Items -

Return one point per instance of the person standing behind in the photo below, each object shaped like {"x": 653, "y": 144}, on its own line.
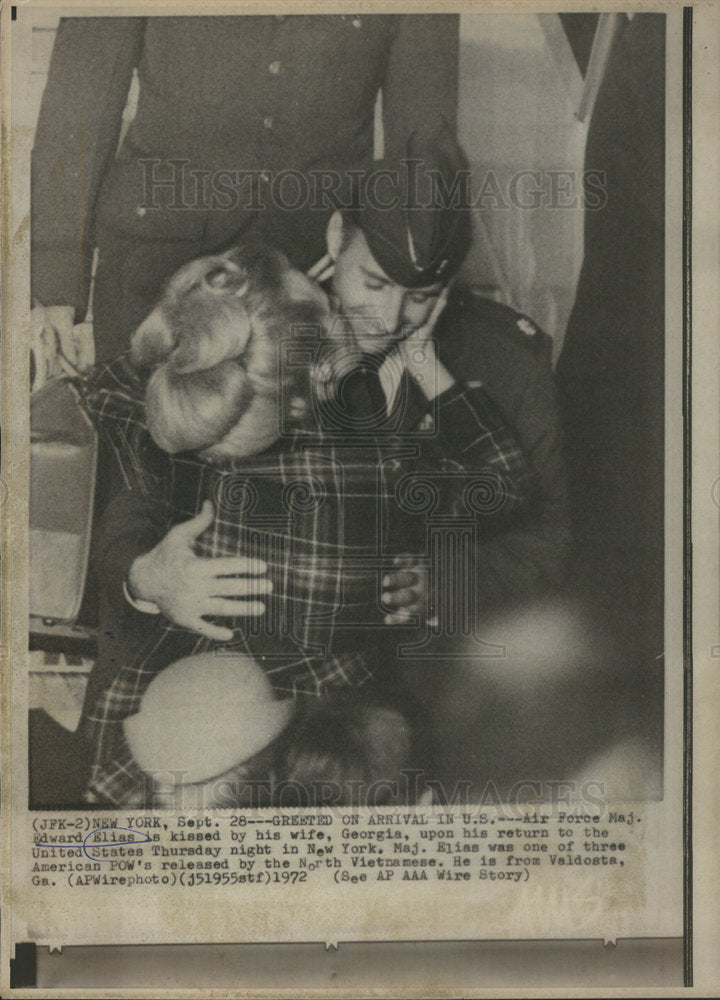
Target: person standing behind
{"x": 226, "y": 105}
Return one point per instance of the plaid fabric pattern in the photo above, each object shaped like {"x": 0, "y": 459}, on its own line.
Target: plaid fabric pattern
{"x": 325, "y": 514}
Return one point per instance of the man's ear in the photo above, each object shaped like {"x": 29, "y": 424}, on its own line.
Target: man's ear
{"x": 334, "y": 234}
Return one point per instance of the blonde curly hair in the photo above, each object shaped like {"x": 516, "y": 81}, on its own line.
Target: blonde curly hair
{"x": 213, "y": 348}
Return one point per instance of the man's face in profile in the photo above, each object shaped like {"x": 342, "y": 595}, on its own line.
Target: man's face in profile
{"x": 378, "y": 311}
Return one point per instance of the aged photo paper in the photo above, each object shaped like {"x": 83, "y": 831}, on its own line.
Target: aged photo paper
{"x": 360, "y": 498}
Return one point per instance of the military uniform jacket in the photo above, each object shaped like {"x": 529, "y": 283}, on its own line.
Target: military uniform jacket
{"x": 219, "y": 95}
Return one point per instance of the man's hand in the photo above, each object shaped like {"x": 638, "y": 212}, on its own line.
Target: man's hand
{"x": 405, "y": 591}
{"x": 187, "y": 587}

What is asked - Please quote the items above word for word, from the line containing "Return one point per instance of the blonde" through the final line of the items, both included.

Output below -
Return one point per instance of the blonde curly hair in the photo above, each object shaped like {"x": 516, "y": 81}, on its own line.
Target: blonde curly hair
{"x": 213, "y": 348}
Return one point per instance of the man's face in profile in the photo above, each object shaped like {"x": 342, "y": 595}, on its own line.
Target: man's face in profile
{"x": 378, "y": 311}
Return one point per instance of the aged photo paper in the photo above, each object shaped like {"x": 83, "y": 831}, on its own line.
Target: aged photo paper
{"x": 360, "y": 498}
Return one point per instance of the military uniform jacket in the photo above, each object shaped like {"x": 529, "y": 283}, on its own line.
Target: military uniform jacket
{"x": 219, "y": 95}
Return one point per instance of the man's hand in the photo above, each object shaped like {"x": 638, "y": 212}, on its own line.
Target: man's hand
{"x": 405, "y": 591}
{"x": 187, "y": 587}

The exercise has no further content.